- WHAT TO WORK ON -
1. Answer these questions from the essay on the uncanny, each on its own line:
(a) In what year was Dracula published?
(b) Which two products does the essay say the Creature and the Count have been used to sell?
(c) In what year did Freud's essay "Das Unheimliche" appear?
2. Reproduce the part of the essay on the uncanny that opens with the words "In his essay, ‘Das" and closes with "of the repressed’.".
3. Translate this sentence from the essay on the uncanny into Spanish: "The creator and created have become synonymous, further blurring the Creature’s individual essence – effacing him."

- QUOTED PASSAGE -
* begin *

FRANKENSTEIN, DRACULA AND THE UNCANNY 

by Mark Mayes

The novels Frankenstein (Mary Shelley, 1818) and Dracula (Bram Stoker, 1897) have been much adapted since they were written, as countless films, plays, literary reworkings, and even as cartoons. Their central protagonists – the Creature and the Count – have been used in advertising to sell anything from Heineken to Apple computers. The result of all this can be a distancing from and distortion of their original characters, so much so that, for example, the name of Frankenstein, the hubristic doctor and creator of the ‘Creature’, is used to denote the Creature himself. The creator and created have become synonymous, further blurring the Creature’s individual essence – effacing him. I wanted to take a look at the original texts from which these many spin-offs emanate and show how they demonstrate a crisis of faith and an anxiety about the loss of absolute truths, with particular regard to manifestations of the uncanny.
     In his essay, ‘Das Unheimliche’ (‘The Uncanny’, 1919), Sigmund Freud begins by describing the uncanny as ‘undoubtedly related to what is frightening – to what arouses dread and horror’. He proceeds by looking at the German word, ‘Heimlich’, which means ‘of the home’, ‘not strange’, ‘familiar’, and its contrasting meaning, which is: ‘hidden’, ‘secret’, ‘kept from others’. Freud then posits that the term Unheimlich is connected to the ‘hidden’ meaning of Heimlich and thereby what is repressed or hidden (the Heimlich) returns and is felt as eerie and Unheimlich; that this ‘Uncanniness’ is ‘the long-since known in the apparent guise of the novel’. It is the ‘return of the repressed’.

* end *

- INFORMATION PROVIDED -
* begin *

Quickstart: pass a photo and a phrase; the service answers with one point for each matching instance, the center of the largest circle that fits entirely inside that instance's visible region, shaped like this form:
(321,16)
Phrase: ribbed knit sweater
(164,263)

* end *

- OUTPUTS IN ORDER -
1.
(a) 1897
(b) Heineken and Apple computers
(c) 1919

2.
In his essay, ‘Das Unheimliche’ (‘The Uncanny’, 1919), Sigmund Freud begins by describing the uncanny as ‘undoubtedly related to what is frightening – to what arouses dread and horror’. He proceeds by looking at the German word, ‘Heimlich’, which means ‘of the home’, ‘not strange’, ‘familiar’, and its contrasting meaning, which is: ‘hidden’, ‘secret’, ‘kept from others’. Freud then posits that the term Unheimlich is connected to the ‘hidden’ meaning of Heimlich and thereby what is repressed or hidden (the Heimlich) returns and is felt as eerie and Unheimlich; that this ‘Uncanniness’ is ‘the long-since known in the apparent guise of the novel’. It is the ‘return of the repressed’.

3. El creador y lo creado se han vuelto sinónimos, lo que difumina aún más la esencia individual de la Criatura – borrándolo.